20669
Gene Expression, Regulatory Elements and Rare Sequence Variation Identify Genes and Subnetworks Underlying Autism Risk

Friday, May 15, 2015: 4:30 PM
Grand Ballroom A (Grand America Hotel)
A. E. Cicek1, L. Liu2, S. J. Sanders3, A. J. Willsey3, J. Cotney4, R. A. Muhle5, N. Sestan6, J. Noonan4, M. W. State3, B. Devlin7 and K. Roeder2, (1)Ray and Stephanie Lane Center for Computational Biology, Carnegie Mellon University, Pittsburgh, PA, (2)Statistics, Carnegie Mellon University, Pittsburgh, PA, (3)Psychiatry, UCSF, San Francisco, CA, (4)Genetics, Yale University School of Medicine, New Haven, CT, (5)Yale Child Study Center, New Haven, CT, (6)Neurobiology, Yale University School of Medicine, New Haven, CT, (7)Psychiatry, University of Pittsburgh School of Medicine, Pittsburgh, PA
Background: Whole-exome sequencing (WES) studies have uncovered risk-conferring variation by enumerating de novo variation, which is sufficiently rare that recurrent mutations in a gene provide strong causal evidence. Analysis of rare coding variation in more than 20,000 people has lead to the discovery of dozens of risk genes. Yet, the genetic architecture suggests that autism spectrum disorder (ASD) involves nearly 1000 genes. Using BrainSpan gene expression data, ChIP-seq data from chromatin modifiers, and exome- and genome-wide sequencing data, we aim to accelerate the search for ASD risk genes. DAWN provides a statistical framework for attaining this goal.

De novo loss of function (dnLoF) mutations occur substantially more often in ASD probands than their unaffected siblings. Multiple, independent dnLoF mutations in the same gene implicate the gene in risk and hence provide a systematic, albeit arduous path forward for ASD genetics. Willsey et al. (2013) identified brain gene coexpression networks as meaningful for organization and inter-relationships of ASD genes; and identified the mid-fetal prefrontal and motor-somatosensory cortex as the developmental periods and regions in which these genes tend to coalesce to confer risk to ASD.

Objectives: Co-expression networks will be estimated from spatially and temporally rich mRNA expression data from developing human brain. Using these co-expression networks along with targets of chromatin modifiers determined by ChIP seq, we aim to identify genes and subnetworks of genes that affect risk for autism.

Methods: We build on the DAWN algorithm, to model three kinds of data: rare variants from whole-exome and whole-genome sequencing; gene co-expression; and regulatory elements and their impact on gene expression. The algorithm casts the ensemble data as a Hidden Markov Random Field in which the graph structure is determined by gene co-expression and co-regulation. The algorithm combines these interrelationships with node-specific observations, namely gene identity, expression, genetic data, and its estimated effect on risk to identify risk genes.

▶ Exercise A: According to the abstract, how many genes does the genetic architecture suggest are involved in autism spectrum disorder?
▶ Exercise B: Based on the abstract, do these statements agree with it: (i) the authors build on the DAWN algorithm to model three kinds of data; (ii) de novo loss of function mutations occur more often in unaffected siblings than in ASD probands; (iii) the graph structure of the Hidden Markov Random Field is determined by protein interactions? Answer yes or no for each, quoting the words that decide it.
▶ Exercise C: Print the part of the abstract from "Methods: We build" up to and including "identify risk genes.".

▶ Given data:
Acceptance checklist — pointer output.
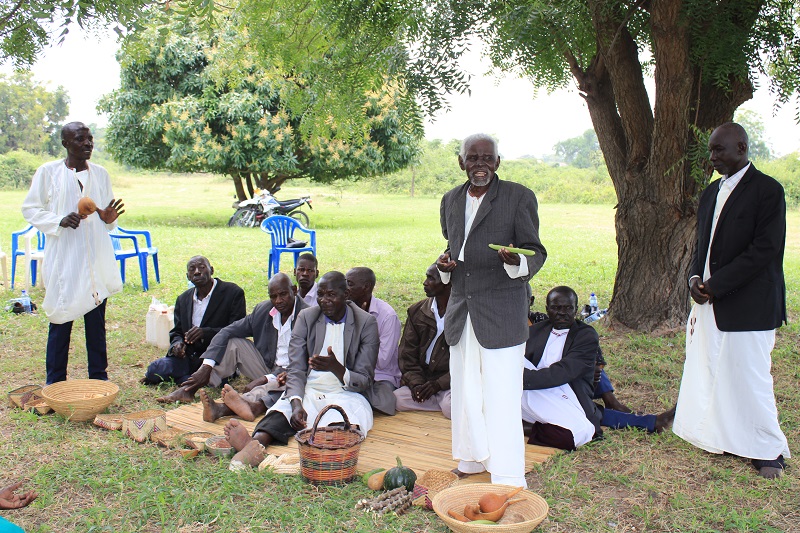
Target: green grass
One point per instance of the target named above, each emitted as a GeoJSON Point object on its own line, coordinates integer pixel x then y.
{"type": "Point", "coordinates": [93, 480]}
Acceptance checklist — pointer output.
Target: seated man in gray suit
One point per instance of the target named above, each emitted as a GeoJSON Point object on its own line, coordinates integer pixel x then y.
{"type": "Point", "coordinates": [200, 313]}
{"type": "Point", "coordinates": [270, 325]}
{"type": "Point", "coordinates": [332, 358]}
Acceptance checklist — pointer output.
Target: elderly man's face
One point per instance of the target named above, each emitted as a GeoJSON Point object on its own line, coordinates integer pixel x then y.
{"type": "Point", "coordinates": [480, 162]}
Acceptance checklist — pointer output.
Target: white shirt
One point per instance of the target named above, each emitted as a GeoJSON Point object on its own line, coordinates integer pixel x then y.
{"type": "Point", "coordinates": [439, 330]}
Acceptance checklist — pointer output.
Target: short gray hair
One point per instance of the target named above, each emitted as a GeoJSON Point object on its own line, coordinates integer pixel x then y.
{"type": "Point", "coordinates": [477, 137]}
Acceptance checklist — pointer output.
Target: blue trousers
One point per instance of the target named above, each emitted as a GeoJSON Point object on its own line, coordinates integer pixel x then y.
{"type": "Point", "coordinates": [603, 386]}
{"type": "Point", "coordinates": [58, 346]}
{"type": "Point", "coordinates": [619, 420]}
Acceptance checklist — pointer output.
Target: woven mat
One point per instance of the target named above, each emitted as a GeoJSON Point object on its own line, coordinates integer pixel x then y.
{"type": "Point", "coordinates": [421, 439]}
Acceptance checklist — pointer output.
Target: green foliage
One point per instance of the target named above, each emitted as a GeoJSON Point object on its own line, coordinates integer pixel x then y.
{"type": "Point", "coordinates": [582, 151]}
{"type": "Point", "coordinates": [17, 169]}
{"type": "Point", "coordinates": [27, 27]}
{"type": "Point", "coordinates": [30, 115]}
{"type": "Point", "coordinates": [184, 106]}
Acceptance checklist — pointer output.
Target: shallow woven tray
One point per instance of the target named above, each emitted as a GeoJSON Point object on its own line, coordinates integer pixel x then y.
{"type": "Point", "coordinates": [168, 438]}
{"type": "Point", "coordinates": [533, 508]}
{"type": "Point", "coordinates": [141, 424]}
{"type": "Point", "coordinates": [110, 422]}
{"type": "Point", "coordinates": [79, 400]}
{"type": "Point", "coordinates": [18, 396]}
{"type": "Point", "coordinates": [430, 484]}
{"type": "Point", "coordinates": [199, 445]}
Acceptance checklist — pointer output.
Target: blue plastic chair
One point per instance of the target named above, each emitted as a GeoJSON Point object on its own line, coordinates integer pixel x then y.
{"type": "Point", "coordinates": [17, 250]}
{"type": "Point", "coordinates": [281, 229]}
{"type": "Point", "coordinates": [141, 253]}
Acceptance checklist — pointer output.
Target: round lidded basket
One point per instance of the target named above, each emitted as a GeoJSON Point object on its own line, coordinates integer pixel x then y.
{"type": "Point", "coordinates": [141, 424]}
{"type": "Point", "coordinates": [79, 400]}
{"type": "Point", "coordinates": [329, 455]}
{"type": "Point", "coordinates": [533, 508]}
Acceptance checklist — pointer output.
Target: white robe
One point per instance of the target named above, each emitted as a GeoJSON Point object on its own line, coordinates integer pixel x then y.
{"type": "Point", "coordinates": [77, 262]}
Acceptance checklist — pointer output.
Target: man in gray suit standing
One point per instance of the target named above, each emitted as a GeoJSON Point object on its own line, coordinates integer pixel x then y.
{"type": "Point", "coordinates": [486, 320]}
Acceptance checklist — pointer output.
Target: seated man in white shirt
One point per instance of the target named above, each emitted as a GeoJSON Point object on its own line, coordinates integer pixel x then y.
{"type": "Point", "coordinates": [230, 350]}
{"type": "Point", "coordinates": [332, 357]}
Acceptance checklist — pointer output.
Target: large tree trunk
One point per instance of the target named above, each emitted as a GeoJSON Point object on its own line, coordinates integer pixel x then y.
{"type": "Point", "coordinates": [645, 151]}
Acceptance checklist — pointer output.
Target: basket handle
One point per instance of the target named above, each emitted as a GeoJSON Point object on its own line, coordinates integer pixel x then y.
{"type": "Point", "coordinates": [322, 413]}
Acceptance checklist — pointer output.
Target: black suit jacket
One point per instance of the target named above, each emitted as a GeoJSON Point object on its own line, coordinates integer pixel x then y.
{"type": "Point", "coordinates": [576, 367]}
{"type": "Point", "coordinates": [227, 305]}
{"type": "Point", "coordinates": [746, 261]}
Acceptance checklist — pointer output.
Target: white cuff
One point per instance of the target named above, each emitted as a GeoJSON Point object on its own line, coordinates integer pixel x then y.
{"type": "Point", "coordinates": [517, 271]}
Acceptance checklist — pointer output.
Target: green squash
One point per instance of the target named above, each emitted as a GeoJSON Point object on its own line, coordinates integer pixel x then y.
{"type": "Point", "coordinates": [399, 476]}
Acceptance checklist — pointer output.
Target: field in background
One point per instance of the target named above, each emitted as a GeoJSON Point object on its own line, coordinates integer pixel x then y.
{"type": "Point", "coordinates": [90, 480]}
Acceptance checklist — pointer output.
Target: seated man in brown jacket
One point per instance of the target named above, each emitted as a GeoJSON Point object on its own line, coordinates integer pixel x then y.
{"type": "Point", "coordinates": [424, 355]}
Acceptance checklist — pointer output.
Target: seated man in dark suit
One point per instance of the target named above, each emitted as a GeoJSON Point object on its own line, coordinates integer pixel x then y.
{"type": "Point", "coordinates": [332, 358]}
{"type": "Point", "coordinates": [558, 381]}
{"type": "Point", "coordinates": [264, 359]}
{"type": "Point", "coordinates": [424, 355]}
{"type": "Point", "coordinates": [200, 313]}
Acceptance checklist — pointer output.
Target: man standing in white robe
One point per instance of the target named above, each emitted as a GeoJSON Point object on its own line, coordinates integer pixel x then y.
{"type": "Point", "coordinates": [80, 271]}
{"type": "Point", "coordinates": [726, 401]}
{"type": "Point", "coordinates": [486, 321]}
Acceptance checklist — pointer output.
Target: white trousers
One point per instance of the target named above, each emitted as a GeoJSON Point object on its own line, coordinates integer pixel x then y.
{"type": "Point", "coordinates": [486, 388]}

▶ Your response A: Nearly 1000 genes.

▶ Your response B:
(i) Yes: "We build on the DAWN algorithm, to model three kinds of data"
(ii) No: "De novo loss of function (dnLoF) mutations occur substantially more often in ASD probands than their unaffected siblings."
(iii) No: "the graph structure is determined by gene co-expression and co-regulation"

▶ Your response C:
Methods: We build on the DAWN algorithm, to model three kinds of data: rare variants from whole-exome and whole-genome sequencing; gene co-expression; and regulatory elements and their impact on gene expression. The algorithm casts the ensemble data as a Hidden Markov Random Field in which the graph structure is determined by gene co-expression and co-regulation. The algorithm combines these interrelationships with node-specific observations, namely gene identity, expression, genetic data, and its estimated effect on risk to identify risk genes.